그림 도형 라벨링 항목:
━━━━━━━━━━

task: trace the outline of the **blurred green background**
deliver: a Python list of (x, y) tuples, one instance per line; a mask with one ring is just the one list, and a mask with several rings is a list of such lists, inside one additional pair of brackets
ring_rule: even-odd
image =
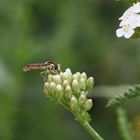
[[(0, 1), (0, 140), (91, 140), (67, 110), (44, 97), (39, 71), (22, 68), (53, 60), (63, 70), (93, 76), (97, 89), (140, 83), (140, 41), (115, 35), (129, 6), (127, 0)], [(106, 140), (119, 140), (115, 108), (105, 108), (105, 94), (91, 92), (91, 125)], [(139, 105), (126, 106), (137, 139)]]

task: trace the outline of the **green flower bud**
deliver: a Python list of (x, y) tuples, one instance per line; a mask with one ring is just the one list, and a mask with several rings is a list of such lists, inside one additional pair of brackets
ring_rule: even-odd
[(46, 95), (46, 96), (49, 96), (49, 91), (48, 91), (48, 89), (49, 89), (49, 83), (48, 82), (45, 82), (45, 84), (44, 84), (44, 94)]
[(65, 98), (69, 100), (71, 97), (72, 97), (72, 90), (71, 87), (68, 85), (65, 88)]
[(47, 81), (52, 82), (52, 80), (53, 80), (53, 75), (49, 74), (47, 77)]
[(60, 73), (60, 77), (63, 81), (67, 80), (67, 81), (71, 82), (71, 74), (68, 72)]
[(71, 70), (69, 68), (67, 68), (65, 72), (72, 76)]
[(86, 95), (85, 94), (81, 94), (79, 99), (78, 99), (78, 103), (79, 105), (83, 105), (85, 102), (86, 102), (87, 98), (86, 98)]
[(87, 96), (88, 92), (87, 91), (81, 91), (80, 94), (84, 94), (85, 96)]
[(80, 79), (80, 72), (76, 72), (76, 75), (77, 75), (77, 79), (79, 80)]
[(86, 102), (85, 102), (85, 104), (84, 104), (84, 109), (86, 110), (86, 111), (89, 111), (91, 108), (92, 108), (92, 105), (93, 105), (93, 103), (92, 103), (92, 100), (91, 99), (88, 99)]
[(70, 99), (71, 110), (76, 111), (78, 109), (78, 101), (74, 95)]
[(73, 93), (77, 94), (79, 92), (78, 80), (77, 79), (73, 80), (71, 86), (72, 86)]
[(58, 74), (57, 75), (53, 75), (53, 80), (57, 84), (61, 84), (62, 83), (62, 80), (60, 78), (60, 75), (58, 75)]
[(55, 96), (55, 87), (56, 87), (56, 84), (54, 82), (51, 82), (50, 83), (50, 87), (49, 87), (49, 93), (52, 95), (52, 96)]
[(78, 80), (78, 75), (77, 75), (77, 74), (73, 74), (73, 75), (72, 75), (72, 79), (73, 79), (73, 80), (75, 80), (75, 79)]
[(94, 79), (93, 79), (93, 77), (89, 77), (88, 79), (87, 79), (87, 90), (88, 89), (91, 89), (92, 87), (93, 87), (93, 84), (94, 84)]
[(56, 89), (56, 91), (55, 91), (56, 98), (61, 100), (63, 98), (63, 95), (64, 95), (63, 87), (60, 84), (58, 84), (55, 89)]
[(68, 86), (69, 85), (69, 81), (68, 80), (64, 80), (63, 81), (63, 87), (66, 87), (66, 86)]
[(81, 78), (79, 80), (79, 87), (80, 87), (81, 90), (85, 90), (86, 89), (86, 81), (85, 81), (84, 78)]
[(84, 78), (85, 80), (87, 80), (87, 74), (85, 72), (83, 72), (80, 77)]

━━━━━━━━━━

→ **문제 요구사항**
위의 행 전체를 줄마다 문자열 하나씩 담은 JSON 리스트로 바꾸세요. 빈 줄은 빼고, 그림은 답에 넣지 마세요.

→ **작성한 풀이**
[
  "task: trace the outline of the **blurred green background**",
  "deliver: a Python list of (x, y) tuples, one instance per line; a mask with one ring is just the one list, and a mask with several rings is a list of such lists, inside one additional pair of brackets",
  "ring_rule: even-odd",
  "image =",
  "[[(0, 1), (0, 140), (91, 140), (67, 110), (44, 97), (39, 71), (22, 68), (53, 60), (63, 70), (93, 76), (97, 89), (140, 83), (140, 41), (115, 35), (129, 6), (127, 0)], [(106, 140), (119, 140), (115, 108), (105, 108), (105, 94), (91, 92), (91, 125)], [(139, 105), (126, 106), (137, 139)]]",
  "task: trace the outline of the **green flower bud**",
  "deliver: a Python list of (x, y) tuples, one instance per line; a mask with one ring is just the one list, and a mask with several rings is a list of such lists, inside one additional pair of brackets",
  "ring_rule: even-odd",
  "[(46, 95), (46, 96), (49, 96), (49, 91), (48, 91), (48, 89), (49, 89), (49, 83), (48, 82), (45, 82), (45, 84), (44, 84), (44, 94)]",
  "[(65, 98), (69, 100), (71, 97), (72, 97), (72, 90), (71, 87), (68, 85), (65, 88)]",
  "[(47, 81), (52, 82), (52, 80), (53, 80), (53, 75), (49, 74), (47, 77)]",
  "[(60, 73), (60, 77), (63, 81), (67, 80), (67, 81), (71, 82), (71, 74), (68, 72)]",
  "[(71, 70), (69, 68), (67, 68), (65, 72), (72, 76)]",
  "[(86, 95), (85, 94), (81, 94), (79, 99), (78, 99), (78, 103), (79, 105), (83, 105), (85, 102), (86, 102), (87, 98), (86, 98)]",
  "[(87, 96), (88, 92), (87, 91), (81, 91), (80, 94), (84, 94), (85, 96)]",
  "[(80, 79), (80, 72), (76, 72), (76, 75), (77, 75), (77, 79), (79, 80)]",
  "[(86, 102), (85, 102), (85, 104), (84, 104), (84, 109), (86, 110), (86, 111), (89, 111), (91, 108), (92, 108), (92, 105), (93, 105), (93, 103), (92, 103), (92, 100), (91, 99), (88, 99)]",
  "[(70, 99), (71, 110), (76, 111), (78, 109), (78, 101), (74, 95)]",
  "[(73, 93), (77, 94), (79, 92), (78, 80), (77, 79), (73, 80), (71, 86), (72, 86)]",
  "[(58, 74), (57, 75), (53, 75), (53, 80), (57, 84), (61, 84), (62, 83), (62, 80), (60, 78), (60, 75), (58, 75)]",
  "[(55, 96), (55, 87), (56, 87), (56, 84), (54, 82), (51, 82), (50, 83), (50, 87), (49, 87), (49, 93), (52, 95), (52, 96)]",
  "[(78, 80), (78, 75), (77, 75), (77, 74), (73, 74), (73, 75), (72, 75), (72, 79), (73, 79), (73, 80), (75, 80), (75, 79)]",
  "[(94, 79), (93, 79), (93, 77), (89, 77), (88, 79), (87, 79), (87, 90), (88, 89), (91, 89), (92, 87), (93, 87), (93, 84), (94, 84)]",
  "[(56, 89), (56, 91), (55, 91), (56, 98), (61, 100), (63, 98), (63, 95), (64, 95), (63, 87), (60, 84), (58, 84), (55, 89)]",
  "[(68, 86), (69, 85), (69, 81), (68, 80), (64, 80), (63, 81), (63, 87), (66, 87), (66, 86)]",
  "[(81, 78), (79, 80), (79, 87), (80, 87), (81, 90), (85, 90), (86, 89), (86, 81), (85, 81), (84, 78)]",
  "[(84, 78), (85, 80), (87, 80), (87, 74), (85, 72), (83, 72), (80, 77)]"
]